▶ EXERCISE REQUIREMENTS: Find every line in the records below that contains the word "rear" and copy each of those lines.

▶ DATA SHOWN:
━━━━━━
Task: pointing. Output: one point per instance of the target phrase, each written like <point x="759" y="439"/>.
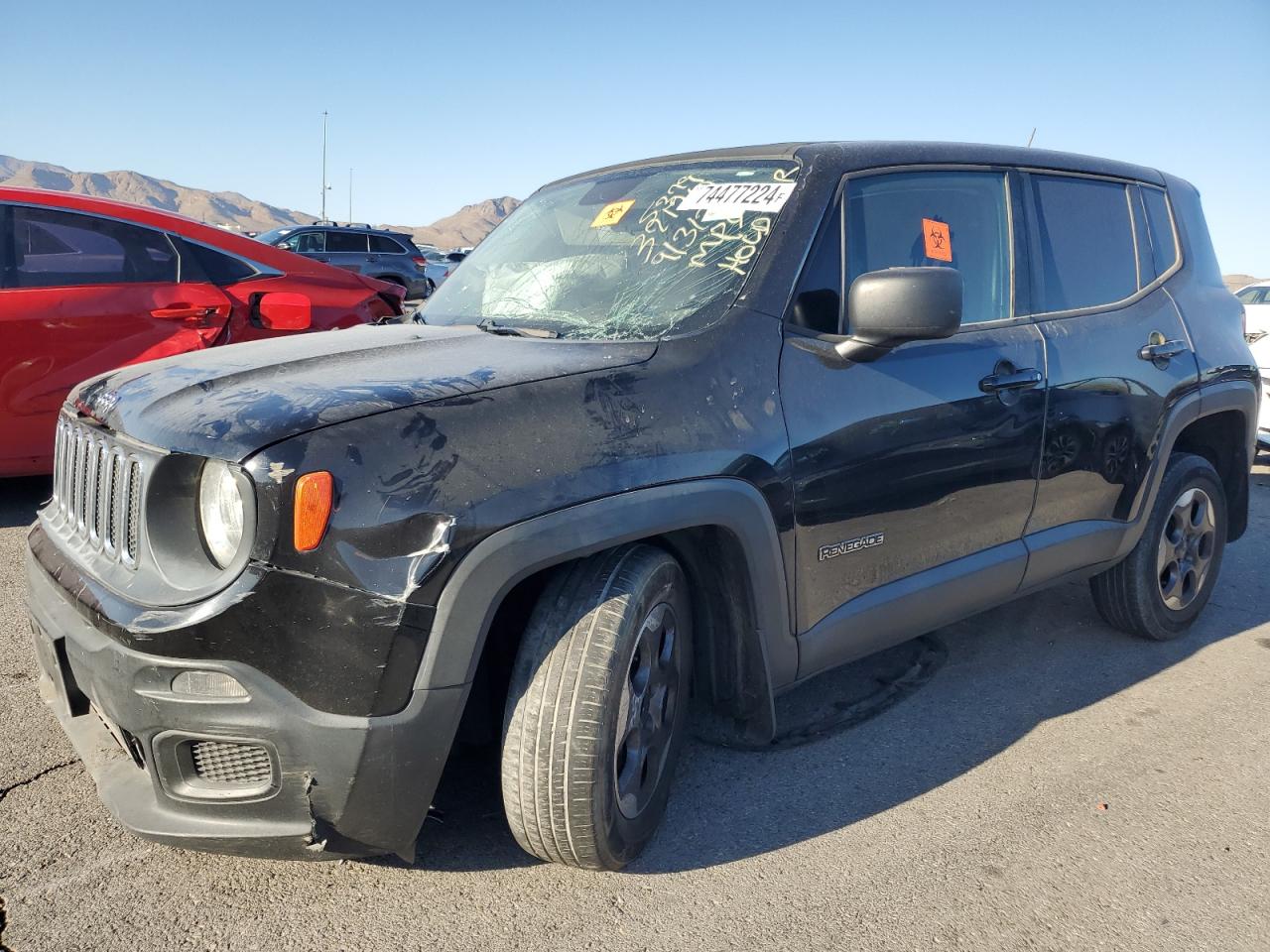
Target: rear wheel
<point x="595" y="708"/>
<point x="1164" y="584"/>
━━━━━━
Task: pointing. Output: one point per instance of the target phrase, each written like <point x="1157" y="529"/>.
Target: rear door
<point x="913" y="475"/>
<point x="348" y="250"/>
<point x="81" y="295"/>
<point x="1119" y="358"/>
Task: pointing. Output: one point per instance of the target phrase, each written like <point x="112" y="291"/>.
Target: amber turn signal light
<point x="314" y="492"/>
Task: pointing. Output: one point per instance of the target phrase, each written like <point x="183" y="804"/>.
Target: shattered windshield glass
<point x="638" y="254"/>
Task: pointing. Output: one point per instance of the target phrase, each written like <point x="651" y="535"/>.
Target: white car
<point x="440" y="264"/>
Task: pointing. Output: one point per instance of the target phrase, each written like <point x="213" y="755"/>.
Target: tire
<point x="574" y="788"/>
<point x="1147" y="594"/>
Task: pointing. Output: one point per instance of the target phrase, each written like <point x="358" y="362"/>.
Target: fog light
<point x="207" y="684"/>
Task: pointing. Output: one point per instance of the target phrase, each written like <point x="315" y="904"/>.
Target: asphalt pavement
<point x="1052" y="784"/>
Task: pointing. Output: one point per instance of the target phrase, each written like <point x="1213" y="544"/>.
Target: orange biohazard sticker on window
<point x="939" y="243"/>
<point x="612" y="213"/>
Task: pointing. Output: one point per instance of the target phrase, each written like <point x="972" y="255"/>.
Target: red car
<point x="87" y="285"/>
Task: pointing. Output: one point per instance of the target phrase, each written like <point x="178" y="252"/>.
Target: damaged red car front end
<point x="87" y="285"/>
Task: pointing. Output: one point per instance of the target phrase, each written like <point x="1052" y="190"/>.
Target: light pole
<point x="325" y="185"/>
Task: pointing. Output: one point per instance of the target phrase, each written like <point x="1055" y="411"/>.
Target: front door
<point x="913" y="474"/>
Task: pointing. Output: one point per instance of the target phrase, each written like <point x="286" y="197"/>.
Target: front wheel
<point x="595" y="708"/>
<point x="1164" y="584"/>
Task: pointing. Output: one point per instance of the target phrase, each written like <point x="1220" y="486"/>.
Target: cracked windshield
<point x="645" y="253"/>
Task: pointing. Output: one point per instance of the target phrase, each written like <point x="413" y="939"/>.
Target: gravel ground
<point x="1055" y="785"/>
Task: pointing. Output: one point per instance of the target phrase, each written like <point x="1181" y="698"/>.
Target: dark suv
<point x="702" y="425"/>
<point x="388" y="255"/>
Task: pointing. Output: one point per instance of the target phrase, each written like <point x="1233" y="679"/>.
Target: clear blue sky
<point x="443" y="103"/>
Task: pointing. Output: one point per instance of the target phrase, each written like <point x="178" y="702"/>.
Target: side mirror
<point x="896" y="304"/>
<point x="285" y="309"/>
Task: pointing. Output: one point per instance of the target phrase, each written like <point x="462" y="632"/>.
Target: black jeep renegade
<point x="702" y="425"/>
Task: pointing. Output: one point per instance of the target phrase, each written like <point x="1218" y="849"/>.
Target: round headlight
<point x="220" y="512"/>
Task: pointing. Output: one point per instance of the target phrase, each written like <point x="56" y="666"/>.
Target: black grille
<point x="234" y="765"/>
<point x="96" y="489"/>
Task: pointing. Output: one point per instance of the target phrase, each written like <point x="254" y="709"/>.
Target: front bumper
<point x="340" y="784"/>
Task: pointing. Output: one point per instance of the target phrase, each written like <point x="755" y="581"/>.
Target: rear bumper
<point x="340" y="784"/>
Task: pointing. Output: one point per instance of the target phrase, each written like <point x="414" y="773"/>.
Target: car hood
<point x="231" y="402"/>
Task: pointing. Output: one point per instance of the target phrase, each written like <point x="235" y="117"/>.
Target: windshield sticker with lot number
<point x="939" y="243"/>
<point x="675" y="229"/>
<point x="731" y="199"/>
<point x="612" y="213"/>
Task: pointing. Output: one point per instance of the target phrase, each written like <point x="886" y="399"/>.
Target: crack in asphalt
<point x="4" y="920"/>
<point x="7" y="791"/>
━━━━━━
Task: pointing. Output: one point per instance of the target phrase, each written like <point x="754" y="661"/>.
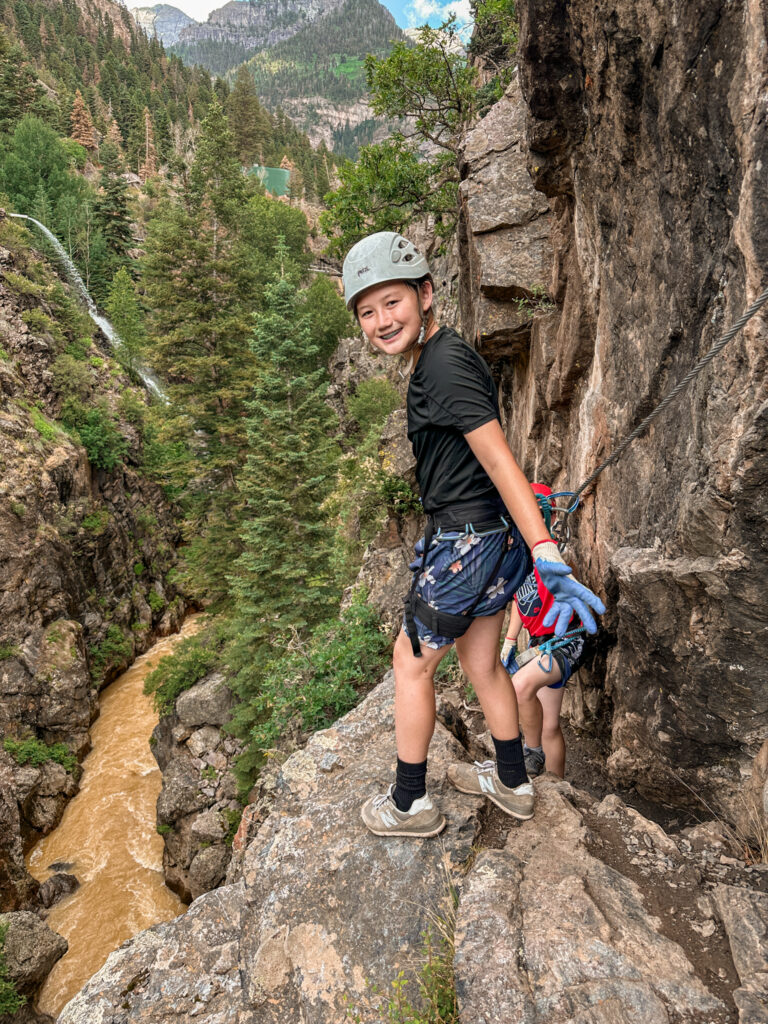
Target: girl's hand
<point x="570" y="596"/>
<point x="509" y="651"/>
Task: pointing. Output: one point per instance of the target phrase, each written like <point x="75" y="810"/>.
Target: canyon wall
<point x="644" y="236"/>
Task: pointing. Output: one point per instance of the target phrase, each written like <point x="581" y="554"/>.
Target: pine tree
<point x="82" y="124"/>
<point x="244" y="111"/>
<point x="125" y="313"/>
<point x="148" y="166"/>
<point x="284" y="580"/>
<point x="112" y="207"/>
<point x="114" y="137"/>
━━━━━━
▶ CORRECT ANSWER:
Target: rear wheel
Target: rear door
Target: rear bumper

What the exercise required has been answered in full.